> _GIVEN RECORDS_
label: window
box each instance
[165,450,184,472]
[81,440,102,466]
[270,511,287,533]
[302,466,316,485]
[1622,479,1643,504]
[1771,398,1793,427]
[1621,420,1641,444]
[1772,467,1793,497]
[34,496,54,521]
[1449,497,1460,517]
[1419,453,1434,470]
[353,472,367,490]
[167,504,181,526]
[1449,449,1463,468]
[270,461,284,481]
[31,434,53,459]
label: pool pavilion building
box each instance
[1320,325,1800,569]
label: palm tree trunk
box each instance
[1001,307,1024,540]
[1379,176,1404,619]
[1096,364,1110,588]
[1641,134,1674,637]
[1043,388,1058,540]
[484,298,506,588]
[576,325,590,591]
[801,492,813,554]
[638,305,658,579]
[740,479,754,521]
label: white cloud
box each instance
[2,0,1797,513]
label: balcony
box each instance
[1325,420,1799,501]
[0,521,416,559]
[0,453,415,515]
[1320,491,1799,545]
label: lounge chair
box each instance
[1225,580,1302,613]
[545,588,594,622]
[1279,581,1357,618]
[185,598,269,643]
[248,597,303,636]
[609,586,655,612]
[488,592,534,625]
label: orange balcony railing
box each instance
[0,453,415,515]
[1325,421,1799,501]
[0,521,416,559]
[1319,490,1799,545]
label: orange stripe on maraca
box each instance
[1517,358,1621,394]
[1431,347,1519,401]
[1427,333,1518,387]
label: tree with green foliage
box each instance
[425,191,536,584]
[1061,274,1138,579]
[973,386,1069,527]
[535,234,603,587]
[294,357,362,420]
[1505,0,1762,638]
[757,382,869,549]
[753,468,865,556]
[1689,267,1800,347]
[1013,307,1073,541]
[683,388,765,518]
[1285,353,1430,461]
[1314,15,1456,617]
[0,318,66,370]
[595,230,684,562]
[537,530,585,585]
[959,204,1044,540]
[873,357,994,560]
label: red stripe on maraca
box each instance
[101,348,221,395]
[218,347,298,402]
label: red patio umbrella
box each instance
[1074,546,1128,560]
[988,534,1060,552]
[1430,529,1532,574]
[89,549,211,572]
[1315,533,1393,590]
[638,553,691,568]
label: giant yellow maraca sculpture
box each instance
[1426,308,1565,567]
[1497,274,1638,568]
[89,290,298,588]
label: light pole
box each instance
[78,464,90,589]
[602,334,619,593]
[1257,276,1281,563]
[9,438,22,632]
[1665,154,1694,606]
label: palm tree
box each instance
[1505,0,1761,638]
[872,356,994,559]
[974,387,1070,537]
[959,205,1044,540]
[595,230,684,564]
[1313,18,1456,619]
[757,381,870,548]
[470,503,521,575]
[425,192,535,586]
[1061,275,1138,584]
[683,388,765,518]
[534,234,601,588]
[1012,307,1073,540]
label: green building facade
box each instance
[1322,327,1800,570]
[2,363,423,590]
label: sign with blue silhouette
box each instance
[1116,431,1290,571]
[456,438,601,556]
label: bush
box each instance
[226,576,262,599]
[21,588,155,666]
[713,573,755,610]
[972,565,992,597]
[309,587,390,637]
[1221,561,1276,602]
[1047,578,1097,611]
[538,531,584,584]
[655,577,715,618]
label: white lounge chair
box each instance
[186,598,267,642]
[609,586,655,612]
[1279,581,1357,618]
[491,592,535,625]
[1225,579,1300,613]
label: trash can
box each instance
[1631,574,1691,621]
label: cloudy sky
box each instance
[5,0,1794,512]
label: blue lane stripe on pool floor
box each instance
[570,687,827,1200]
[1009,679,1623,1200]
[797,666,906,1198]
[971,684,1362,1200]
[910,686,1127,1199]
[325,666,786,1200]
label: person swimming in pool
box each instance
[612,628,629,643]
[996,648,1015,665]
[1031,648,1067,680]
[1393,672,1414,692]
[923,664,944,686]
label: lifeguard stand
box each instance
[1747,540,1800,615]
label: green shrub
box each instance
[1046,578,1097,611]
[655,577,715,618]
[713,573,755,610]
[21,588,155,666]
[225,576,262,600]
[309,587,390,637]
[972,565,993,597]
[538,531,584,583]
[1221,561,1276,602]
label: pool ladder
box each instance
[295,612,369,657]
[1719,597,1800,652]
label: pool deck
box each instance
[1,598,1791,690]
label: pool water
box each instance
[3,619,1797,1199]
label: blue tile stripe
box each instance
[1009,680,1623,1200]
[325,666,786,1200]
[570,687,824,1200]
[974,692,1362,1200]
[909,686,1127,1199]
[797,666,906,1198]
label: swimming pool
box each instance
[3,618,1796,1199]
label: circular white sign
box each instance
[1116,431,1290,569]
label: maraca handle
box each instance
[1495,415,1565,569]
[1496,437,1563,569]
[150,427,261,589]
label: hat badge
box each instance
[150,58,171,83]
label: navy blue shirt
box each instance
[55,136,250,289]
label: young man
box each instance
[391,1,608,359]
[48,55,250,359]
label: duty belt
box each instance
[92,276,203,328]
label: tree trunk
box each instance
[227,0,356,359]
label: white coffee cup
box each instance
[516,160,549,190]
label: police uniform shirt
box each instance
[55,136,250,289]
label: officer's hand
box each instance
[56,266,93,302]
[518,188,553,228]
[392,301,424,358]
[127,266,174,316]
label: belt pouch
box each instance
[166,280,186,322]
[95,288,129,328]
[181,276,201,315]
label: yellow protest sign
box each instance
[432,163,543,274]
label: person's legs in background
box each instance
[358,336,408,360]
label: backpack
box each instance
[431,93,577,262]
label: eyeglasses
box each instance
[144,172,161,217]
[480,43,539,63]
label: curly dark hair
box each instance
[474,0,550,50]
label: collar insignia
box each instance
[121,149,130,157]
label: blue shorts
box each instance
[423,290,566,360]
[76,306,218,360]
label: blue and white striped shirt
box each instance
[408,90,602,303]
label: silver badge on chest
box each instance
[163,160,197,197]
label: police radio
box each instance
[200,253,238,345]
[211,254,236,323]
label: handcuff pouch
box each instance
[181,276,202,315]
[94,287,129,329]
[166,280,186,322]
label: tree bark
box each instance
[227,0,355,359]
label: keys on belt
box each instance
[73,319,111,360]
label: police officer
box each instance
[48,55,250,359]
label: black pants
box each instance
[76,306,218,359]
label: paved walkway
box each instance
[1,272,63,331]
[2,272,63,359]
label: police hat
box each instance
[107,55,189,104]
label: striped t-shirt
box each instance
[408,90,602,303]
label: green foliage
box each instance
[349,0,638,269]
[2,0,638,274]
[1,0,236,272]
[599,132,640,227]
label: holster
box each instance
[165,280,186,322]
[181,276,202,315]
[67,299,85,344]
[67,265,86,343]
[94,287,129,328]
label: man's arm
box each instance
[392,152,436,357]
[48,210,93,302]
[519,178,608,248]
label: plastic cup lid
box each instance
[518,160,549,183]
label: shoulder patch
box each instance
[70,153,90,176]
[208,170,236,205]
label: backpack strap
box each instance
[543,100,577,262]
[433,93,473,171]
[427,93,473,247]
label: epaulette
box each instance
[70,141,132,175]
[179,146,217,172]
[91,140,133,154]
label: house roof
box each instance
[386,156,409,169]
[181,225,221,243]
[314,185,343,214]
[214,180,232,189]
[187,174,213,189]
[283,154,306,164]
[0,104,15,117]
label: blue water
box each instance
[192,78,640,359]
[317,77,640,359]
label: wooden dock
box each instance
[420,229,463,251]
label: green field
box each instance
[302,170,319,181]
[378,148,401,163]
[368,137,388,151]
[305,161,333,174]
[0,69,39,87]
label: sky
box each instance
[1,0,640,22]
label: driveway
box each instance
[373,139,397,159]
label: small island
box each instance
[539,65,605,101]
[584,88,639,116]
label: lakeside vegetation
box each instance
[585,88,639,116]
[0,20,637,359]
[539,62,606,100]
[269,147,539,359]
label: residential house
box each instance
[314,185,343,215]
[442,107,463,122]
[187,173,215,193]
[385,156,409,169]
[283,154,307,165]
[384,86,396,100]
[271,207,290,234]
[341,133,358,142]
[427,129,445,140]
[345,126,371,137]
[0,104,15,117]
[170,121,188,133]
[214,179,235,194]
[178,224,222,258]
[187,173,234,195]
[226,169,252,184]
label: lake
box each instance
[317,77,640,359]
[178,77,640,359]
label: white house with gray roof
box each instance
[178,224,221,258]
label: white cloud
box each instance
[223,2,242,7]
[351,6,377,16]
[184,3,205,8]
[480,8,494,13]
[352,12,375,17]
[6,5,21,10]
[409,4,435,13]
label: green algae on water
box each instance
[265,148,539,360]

> _WORK REQUIRED_
From the entries, copy every line in which the word "yellow" occurs.

> _WRITTEN REPLY_
label: giant yellow maraca sculpture
label: yellow protest sign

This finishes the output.